Stored data entries
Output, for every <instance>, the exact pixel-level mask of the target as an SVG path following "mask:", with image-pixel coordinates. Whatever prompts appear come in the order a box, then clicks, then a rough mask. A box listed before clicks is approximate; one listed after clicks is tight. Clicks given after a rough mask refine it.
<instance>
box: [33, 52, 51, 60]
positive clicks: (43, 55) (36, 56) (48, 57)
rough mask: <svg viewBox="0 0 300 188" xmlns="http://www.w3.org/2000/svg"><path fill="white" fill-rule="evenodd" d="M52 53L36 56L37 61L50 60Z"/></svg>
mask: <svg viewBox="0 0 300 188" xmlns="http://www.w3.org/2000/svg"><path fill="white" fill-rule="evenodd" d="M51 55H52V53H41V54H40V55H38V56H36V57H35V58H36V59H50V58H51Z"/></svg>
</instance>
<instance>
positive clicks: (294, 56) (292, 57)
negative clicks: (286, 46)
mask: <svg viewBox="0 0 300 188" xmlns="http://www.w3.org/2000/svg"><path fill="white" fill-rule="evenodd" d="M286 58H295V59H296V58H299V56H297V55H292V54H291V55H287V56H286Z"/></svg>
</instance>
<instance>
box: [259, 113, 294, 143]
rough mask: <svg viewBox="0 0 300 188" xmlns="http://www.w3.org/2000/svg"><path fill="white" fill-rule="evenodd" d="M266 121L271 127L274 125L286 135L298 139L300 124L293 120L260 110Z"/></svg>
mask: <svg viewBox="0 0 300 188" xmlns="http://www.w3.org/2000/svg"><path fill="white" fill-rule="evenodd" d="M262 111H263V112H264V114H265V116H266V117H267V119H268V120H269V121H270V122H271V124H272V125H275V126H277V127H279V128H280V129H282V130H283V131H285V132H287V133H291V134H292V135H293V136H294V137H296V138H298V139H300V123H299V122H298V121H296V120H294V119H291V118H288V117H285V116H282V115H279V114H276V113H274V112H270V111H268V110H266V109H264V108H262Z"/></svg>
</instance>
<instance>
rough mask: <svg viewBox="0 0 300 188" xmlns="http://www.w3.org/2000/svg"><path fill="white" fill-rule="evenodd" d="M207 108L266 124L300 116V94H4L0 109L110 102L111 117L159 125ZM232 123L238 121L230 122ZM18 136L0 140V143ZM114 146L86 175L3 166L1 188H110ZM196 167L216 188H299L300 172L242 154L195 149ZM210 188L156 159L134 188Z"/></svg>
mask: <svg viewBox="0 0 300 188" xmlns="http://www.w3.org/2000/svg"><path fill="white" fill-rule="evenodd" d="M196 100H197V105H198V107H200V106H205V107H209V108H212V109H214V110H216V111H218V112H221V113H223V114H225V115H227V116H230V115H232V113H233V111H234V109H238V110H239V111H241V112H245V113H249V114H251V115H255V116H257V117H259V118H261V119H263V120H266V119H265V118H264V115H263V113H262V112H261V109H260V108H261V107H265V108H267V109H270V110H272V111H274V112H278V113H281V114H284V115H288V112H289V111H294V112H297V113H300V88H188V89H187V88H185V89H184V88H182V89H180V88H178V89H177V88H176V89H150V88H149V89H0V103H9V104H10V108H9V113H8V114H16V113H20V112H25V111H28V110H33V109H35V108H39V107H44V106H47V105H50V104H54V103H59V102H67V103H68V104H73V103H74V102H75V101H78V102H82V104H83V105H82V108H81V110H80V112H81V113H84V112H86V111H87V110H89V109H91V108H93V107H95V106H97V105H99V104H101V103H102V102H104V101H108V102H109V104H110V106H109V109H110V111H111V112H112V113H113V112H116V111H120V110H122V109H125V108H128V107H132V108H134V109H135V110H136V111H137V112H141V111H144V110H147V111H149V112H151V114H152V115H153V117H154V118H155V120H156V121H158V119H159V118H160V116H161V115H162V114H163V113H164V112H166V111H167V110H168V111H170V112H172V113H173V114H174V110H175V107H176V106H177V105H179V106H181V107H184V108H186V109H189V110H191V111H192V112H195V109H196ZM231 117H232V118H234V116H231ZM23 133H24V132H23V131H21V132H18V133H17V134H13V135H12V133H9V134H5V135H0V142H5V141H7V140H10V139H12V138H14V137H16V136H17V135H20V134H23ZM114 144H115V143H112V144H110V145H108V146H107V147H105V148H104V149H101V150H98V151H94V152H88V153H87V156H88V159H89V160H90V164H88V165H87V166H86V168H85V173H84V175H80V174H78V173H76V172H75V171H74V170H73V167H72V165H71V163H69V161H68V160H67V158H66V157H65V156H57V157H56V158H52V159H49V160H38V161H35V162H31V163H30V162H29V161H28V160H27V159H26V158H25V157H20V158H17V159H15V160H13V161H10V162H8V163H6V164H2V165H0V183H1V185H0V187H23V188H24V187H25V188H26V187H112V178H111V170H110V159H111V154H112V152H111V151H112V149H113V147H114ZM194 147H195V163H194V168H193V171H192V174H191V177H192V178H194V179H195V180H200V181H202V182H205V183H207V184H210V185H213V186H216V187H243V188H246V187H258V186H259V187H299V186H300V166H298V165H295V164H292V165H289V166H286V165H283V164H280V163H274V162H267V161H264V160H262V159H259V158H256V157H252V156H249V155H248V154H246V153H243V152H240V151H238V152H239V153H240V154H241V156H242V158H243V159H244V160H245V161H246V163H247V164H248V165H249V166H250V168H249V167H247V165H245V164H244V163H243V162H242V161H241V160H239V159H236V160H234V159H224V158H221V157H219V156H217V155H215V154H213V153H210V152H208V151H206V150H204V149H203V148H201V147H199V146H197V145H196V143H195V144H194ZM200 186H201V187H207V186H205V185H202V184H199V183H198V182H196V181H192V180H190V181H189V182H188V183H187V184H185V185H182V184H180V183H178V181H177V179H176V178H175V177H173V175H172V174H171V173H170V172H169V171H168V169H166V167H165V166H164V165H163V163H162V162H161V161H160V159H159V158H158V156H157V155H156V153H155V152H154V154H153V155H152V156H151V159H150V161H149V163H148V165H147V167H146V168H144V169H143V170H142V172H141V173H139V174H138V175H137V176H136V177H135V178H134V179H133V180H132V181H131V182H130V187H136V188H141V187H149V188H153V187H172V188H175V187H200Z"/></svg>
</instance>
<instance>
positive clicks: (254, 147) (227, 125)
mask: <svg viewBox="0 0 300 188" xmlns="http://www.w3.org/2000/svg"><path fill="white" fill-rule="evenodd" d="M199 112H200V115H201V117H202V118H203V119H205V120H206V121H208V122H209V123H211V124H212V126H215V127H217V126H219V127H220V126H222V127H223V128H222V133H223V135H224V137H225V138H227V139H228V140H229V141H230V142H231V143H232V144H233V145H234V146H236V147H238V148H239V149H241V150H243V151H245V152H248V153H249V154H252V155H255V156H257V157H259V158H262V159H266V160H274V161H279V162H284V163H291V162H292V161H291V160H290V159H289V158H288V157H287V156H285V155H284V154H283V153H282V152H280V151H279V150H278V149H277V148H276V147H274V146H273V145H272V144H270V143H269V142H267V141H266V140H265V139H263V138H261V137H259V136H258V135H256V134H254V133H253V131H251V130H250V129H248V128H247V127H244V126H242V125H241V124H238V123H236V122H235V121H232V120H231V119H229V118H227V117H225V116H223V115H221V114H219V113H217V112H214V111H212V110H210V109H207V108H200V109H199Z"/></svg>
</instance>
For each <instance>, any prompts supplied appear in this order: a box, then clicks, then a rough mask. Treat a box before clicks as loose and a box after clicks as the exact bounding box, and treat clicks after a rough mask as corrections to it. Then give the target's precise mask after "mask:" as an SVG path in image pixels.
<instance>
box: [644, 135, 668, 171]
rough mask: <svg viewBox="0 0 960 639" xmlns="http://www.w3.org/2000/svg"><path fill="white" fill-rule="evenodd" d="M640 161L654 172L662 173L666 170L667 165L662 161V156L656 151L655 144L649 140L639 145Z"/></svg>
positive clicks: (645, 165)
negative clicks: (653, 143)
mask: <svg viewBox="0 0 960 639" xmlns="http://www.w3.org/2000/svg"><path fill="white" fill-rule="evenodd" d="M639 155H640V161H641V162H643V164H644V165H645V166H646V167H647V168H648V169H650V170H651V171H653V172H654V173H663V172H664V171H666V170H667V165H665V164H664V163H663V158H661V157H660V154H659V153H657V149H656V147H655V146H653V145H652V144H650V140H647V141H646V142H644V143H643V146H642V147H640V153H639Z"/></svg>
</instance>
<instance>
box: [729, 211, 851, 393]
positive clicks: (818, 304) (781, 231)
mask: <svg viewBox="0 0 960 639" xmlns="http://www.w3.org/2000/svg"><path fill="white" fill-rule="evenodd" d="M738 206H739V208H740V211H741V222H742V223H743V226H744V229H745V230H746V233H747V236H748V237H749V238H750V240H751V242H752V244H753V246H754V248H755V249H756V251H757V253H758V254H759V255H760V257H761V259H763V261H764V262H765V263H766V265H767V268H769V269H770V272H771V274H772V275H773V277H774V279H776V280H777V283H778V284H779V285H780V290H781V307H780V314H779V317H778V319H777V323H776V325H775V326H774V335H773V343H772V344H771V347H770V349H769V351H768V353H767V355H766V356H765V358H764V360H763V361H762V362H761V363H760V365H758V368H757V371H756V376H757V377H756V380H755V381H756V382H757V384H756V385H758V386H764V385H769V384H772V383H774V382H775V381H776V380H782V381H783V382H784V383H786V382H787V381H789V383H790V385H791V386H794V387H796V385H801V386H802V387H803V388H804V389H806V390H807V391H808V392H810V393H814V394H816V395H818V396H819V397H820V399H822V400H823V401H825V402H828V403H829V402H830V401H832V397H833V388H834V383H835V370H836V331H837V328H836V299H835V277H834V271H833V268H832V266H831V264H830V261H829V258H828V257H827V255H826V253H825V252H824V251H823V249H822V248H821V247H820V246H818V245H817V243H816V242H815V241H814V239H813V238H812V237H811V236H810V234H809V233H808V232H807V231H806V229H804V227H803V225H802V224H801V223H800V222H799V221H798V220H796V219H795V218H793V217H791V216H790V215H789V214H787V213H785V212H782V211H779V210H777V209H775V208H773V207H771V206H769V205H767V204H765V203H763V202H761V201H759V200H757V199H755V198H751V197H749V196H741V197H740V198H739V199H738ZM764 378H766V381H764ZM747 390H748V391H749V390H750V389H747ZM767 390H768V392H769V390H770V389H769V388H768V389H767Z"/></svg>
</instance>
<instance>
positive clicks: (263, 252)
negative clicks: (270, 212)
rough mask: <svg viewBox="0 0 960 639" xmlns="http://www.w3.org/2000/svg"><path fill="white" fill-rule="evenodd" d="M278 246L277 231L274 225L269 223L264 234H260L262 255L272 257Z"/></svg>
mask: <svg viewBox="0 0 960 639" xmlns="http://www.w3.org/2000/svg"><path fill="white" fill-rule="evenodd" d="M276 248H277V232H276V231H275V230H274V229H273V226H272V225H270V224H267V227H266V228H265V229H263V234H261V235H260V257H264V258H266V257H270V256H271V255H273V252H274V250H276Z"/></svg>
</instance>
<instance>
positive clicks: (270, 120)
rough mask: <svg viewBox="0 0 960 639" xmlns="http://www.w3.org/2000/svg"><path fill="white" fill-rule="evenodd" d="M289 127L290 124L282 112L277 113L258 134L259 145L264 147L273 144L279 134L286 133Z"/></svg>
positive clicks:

# Work task
Count up the lines in the preceding data that include the word "before"; respond with the number only.

# Answer to this exercise
2